* **What the task asks**:
Render every line of the material below as a JSON list of strings, one string per line, with blank lines omitted. Leave the pictures out of the list.
┄┄┄┄┄┄┄┄┄┄
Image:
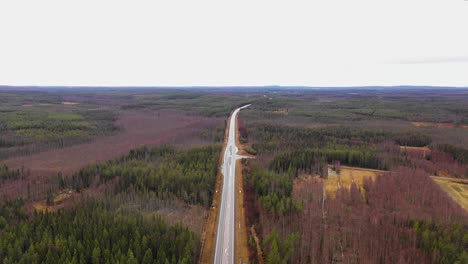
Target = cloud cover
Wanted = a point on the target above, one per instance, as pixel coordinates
(315, 43)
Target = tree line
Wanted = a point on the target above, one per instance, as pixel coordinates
(93, 233)
(186, 174)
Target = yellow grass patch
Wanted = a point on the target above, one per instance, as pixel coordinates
(41, 206)
(347, 176)
(458, 191)
(423, 150)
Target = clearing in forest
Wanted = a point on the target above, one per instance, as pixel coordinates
(458, 191)
(347, 176)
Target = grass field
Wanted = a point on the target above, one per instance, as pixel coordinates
(347, 176)
(458, 191)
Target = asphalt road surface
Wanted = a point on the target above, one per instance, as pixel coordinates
(225, 241)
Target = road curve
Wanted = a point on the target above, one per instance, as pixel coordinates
(225, 241)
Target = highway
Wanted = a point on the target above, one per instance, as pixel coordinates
(225, 240)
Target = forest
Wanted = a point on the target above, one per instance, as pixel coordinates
(93, 233)
(133, 162)
(169, 173)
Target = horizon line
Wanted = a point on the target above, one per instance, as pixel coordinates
(230, 86)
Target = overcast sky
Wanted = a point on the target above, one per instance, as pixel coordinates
(178, 43)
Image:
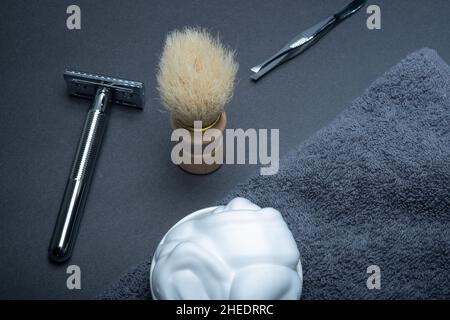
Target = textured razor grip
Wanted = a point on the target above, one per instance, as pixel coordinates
(75, 194)
(88, 146)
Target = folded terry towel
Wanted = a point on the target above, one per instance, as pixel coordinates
(371, 188)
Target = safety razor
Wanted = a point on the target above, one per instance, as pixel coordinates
(105, 91)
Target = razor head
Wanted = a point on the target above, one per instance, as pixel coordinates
(124, 92)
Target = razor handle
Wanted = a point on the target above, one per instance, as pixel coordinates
(77, 187)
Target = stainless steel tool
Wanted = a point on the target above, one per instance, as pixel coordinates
(104, 90)
(305, 40)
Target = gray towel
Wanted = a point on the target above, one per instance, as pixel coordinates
(371, 188)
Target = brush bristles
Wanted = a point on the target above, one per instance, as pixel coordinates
(196, 76)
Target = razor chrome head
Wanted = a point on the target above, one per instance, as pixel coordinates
(124, 92)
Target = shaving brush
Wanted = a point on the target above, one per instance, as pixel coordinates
(196, 76)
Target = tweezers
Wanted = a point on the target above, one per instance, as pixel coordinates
(305, 40)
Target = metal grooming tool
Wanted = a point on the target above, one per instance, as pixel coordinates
(305, 40)
(104, 91)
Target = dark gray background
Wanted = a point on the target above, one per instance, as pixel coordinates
(137, 193)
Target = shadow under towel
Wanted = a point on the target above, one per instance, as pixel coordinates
┄┄┄┄┄┄┄┄┄┄
* **Result below**:
[
  "Image:",
  "Target = cloud cover",
  "Wanted = a point on the target above, one per instance, as pixel coordinates",
  "(315, 43)",
  "Target = tree line",
  "Wanted = a point on the target above, one per instance, as pixel coordinates",
  "(93, 233)",
  "(186, 174)",
  "Target = yellow grass patch",
  "Wanted = a point on the target above, one per instance, as pixel coordinates",
  "(41, 206)",
  "(347, 176)",
  "(458, 191)",
  "(423, 150)",
  "Target = clearing in forest",
  "Wanted = a point on the target above, one per instance, as pixel coordinates",
  "(458, 191)",
  "(347, 176)",
  "Target = grass field",
  "Wanted = a point on the target above, one per instance, as pixel coordinates",
  "(347, 176)",
  "(458, 191)",
  "Target = asphalt road surface",
  "Wanted = a point on the target above, one per instance, as pixel coordinates",
  "(225, 241)",
  "Target = road curve",
  "Wanted = a point on the target above, one per instance, as pixel coordinates",
  "(225, 241)",
  "Target = highway",
  "Wanted = a point on the target above, one per instance, as pixel coordinates",
  "(225, 240)",
  "Target = forest",
  "Wanted = a point on the target above, one per instance, as pixel coordinates",
  "(93, 233)",
  "(133, 162)",
  "(169, 173)",
  "Target = horizon line",
  "Wanted = a point on the target above, one per instance, as pixel coordinates",
  "(230, 86)",
  "Target = overcast sky",
  "Wanted = a point on the target above, one per instance, as pixel coordinates",
  "(178, 43)",
  "Image:",
  "Target = textured razor grip",
  "Wanted = a point on the target above, one per instance, as pixel coordinates",
  "(75, 194)",
  "(88, 146)",
  "Target = folded terry towel",
  "Wanted = a point on the target above, one per instance, as pixel coordinates",
  "(371, 188)",
  "Target = safety razor",
  "Wanted = a point on the target above, one per instance, as pixel coordinates",
  "(105, 91)",
  "Target = razor head",
  "Wanted = a point on the target above, one per instance, as pixel coordinates",
  "(124, 92)",
  "Target = razor handle",
  "Wanted = a point on the target above, one per instance, as pixel coordinates",
  "(77, 187)",
  "Target = stainless steel tool",
  "Wanted = a point on the target above, one per instance, as pixel coordinates",
  "(104, 90)",
  "(305, 40)",
  "Target = gray towel",
  "Wanted = a point on the target above, one per instance, as pixel coordinates",
  "(371, 188)",
  "Target = brush bristles",
  "Wanted = a point on the target above, one per instance, as pixel coordinates",
  "(196, 76)",
  "Target = razor chrome head",
  "Wanted = a point on the target above, one per instance, as pixel coordinates",
  "(124, 92)",
  "Target = shaving brush",
  "Wanted = a point on the target above, one per instance, as pixel coordinates",
  "(196, 76)",
  "Target = tweezers",
  "Wanted = a point on the target above, one per instance, as pixel coordinates",
  "(305, 40)",
  "Target = metal grooming tool",
  "Wanted = a point on the target above, one per instance, as pixel coordinates",
  "(305, 40)",
  "(104, 91)",
  "Target = dark gray background",
  "Wanted = a point on the target above, one per instance, as pixel coordinates",
  "(137, 193)",
  "Target = shadow under towel",
  "Wanted = a point on the target above, one per instance, as pixel coordinates"
]